◆ DO THIS
Add 91 to each number in the answer coordinates, and write out the rows again, requests included, starting with the row that contains "line in the photo above." and going on through the last row, with both ends included.

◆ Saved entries
***
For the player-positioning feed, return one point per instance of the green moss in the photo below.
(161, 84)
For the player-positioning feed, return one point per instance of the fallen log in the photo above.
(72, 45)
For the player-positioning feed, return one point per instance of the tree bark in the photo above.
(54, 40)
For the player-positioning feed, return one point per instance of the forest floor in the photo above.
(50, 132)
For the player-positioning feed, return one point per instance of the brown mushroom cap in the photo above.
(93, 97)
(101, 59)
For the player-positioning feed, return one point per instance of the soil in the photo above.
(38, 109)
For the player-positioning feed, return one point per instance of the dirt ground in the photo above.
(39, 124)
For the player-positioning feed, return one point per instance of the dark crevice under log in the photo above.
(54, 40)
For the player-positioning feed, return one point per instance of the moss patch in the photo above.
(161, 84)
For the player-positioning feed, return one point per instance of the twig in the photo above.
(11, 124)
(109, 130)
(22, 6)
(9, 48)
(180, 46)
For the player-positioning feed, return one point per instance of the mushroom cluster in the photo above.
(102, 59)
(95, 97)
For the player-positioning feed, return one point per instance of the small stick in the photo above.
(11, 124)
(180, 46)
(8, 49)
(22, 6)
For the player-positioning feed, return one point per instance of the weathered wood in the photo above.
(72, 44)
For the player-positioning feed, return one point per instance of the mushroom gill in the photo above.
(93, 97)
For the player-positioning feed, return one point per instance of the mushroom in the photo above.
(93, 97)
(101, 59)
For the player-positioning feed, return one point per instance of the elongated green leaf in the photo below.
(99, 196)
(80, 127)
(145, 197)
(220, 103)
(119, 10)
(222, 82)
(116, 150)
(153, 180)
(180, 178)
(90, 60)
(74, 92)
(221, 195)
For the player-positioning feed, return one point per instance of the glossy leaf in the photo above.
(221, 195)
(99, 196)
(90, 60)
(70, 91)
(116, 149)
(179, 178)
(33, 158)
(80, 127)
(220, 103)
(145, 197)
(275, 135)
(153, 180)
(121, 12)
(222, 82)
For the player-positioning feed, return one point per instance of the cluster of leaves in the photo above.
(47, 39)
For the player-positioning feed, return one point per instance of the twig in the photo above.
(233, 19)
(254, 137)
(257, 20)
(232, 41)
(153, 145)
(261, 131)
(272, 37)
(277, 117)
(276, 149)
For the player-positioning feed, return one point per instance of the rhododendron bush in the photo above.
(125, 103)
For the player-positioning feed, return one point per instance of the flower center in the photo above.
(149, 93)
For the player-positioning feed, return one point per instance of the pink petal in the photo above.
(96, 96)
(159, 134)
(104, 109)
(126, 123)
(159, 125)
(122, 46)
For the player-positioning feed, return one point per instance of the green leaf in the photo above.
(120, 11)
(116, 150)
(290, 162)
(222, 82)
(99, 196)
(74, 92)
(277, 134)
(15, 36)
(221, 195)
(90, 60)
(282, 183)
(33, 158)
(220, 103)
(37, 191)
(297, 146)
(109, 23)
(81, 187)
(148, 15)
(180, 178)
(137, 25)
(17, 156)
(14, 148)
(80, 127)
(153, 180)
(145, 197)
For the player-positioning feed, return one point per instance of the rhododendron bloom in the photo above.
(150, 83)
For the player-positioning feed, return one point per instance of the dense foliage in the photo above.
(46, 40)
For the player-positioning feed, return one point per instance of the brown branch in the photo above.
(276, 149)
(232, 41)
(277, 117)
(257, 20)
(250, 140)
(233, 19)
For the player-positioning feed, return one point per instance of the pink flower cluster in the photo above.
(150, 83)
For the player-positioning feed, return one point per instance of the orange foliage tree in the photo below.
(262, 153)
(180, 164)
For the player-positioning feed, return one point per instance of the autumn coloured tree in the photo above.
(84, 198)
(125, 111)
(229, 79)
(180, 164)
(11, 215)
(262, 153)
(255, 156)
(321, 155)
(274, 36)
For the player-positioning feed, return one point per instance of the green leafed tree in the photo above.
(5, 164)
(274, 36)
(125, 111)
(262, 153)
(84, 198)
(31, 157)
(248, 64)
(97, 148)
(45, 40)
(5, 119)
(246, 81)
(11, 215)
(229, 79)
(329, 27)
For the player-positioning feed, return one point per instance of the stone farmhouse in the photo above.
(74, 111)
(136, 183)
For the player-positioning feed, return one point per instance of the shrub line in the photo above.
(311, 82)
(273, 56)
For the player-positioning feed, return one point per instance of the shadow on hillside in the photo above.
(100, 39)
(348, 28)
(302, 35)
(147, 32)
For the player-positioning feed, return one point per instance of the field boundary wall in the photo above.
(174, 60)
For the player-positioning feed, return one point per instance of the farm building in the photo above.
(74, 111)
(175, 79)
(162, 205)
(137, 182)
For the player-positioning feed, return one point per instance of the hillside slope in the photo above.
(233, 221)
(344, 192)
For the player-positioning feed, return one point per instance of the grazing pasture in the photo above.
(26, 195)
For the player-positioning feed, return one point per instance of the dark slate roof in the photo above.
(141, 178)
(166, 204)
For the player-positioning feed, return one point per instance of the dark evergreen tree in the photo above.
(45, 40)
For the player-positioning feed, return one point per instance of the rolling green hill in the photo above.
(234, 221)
***
◆ OUTPUT FOR THIS TASK
For the player-positioning feed, return one point per instance of the shrub line in the photo above.
(402, 173)
(364, 147)
For the player-positioning feed, return one point per instance of the shadow on hillside in the photo above.
(191, 130)
(439, 119)
(393, 126)
(238, 123)
For the player-positioning feed, return one point per instance of the field boundary wall in the photo above.
(265, 151)
For the player-positioning feed, return one point per instance of the farm building in the photo above.
(165, 202)
(266, 170)
(253, 296)
(228, 273)
For the player-positioning feed, return one point per instance of the hillside slope in the photo above.
(324, 312)
(435, 283)
For the player-positioning feed, return one point per instance of the grazing pasture in the photo above.
(117, 286)
For the player-positioning feed, return one point per instance of the dark slate roof in the photo above.
(232, 269)
(257, 295)
For the player-positioning feed, return one point per instance of the dark evergreen tree in the photo above.
(136, 131)
For the player-positioning feed, return one point per instance of the rolling green hill in the photo above.
(325, 312)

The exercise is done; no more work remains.